▶ _AVAILABLE RECORDS_:
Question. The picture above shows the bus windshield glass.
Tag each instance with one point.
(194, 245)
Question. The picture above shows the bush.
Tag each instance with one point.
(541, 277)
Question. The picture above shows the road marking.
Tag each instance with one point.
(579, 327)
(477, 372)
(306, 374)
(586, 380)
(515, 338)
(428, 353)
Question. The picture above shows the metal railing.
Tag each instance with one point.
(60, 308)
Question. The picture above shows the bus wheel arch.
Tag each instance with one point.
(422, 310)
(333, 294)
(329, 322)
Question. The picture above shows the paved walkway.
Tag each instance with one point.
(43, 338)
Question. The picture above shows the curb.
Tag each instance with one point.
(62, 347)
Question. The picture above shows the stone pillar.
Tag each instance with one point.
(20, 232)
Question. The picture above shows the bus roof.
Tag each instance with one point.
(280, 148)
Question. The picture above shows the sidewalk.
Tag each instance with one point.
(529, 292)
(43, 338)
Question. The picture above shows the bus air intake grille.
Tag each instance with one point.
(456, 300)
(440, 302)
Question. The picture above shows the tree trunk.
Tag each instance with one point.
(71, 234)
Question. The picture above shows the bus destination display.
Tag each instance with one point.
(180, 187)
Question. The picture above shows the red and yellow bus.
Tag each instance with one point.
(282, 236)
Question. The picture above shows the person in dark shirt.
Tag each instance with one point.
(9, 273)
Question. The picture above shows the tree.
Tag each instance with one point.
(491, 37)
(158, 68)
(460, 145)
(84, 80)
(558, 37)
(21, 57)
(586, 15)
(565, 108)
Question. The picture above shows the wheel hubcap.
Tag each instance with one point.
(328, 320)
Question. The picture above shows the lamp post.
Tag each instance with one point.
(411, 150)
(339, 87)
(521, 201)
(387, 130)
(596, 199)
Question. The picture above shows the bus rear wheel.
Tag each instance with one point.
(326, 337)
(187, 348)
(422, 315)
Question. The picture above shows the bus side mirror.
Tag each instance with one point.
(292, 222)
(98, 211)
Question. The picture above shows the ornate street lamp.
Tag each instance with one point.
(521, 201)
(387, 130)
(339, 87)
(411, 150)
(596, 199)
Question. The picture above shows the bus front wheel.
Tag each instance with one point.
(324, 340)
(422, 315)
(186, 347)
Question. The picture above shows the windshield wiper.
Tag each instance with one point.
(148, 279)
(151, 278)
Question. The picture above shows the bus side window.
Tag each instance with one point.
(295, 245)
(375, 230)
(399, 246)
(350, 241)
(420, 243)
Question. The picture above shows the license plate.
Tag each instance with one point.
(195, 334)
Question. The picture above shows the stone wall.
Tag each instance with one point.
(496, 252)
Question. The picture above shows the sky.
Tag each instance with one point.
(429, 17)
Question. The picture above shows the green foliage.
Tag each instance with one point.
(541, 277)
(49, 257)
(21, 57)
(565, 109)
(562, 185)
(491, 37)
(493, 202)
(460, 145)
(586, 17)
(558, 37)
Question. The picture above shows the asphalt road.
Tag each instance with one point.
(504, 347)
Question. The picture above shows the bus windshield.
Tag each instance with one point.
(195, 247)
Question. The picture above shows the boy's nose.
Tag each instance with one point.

▶ _TASK OBJECTIVE_:
List each line in the listing that contains the string "lamp".

▶ _YOUR SOLUTION_:
Question. The picture above shows the lamp post.
Question. The picture above shows the ornate street lamp.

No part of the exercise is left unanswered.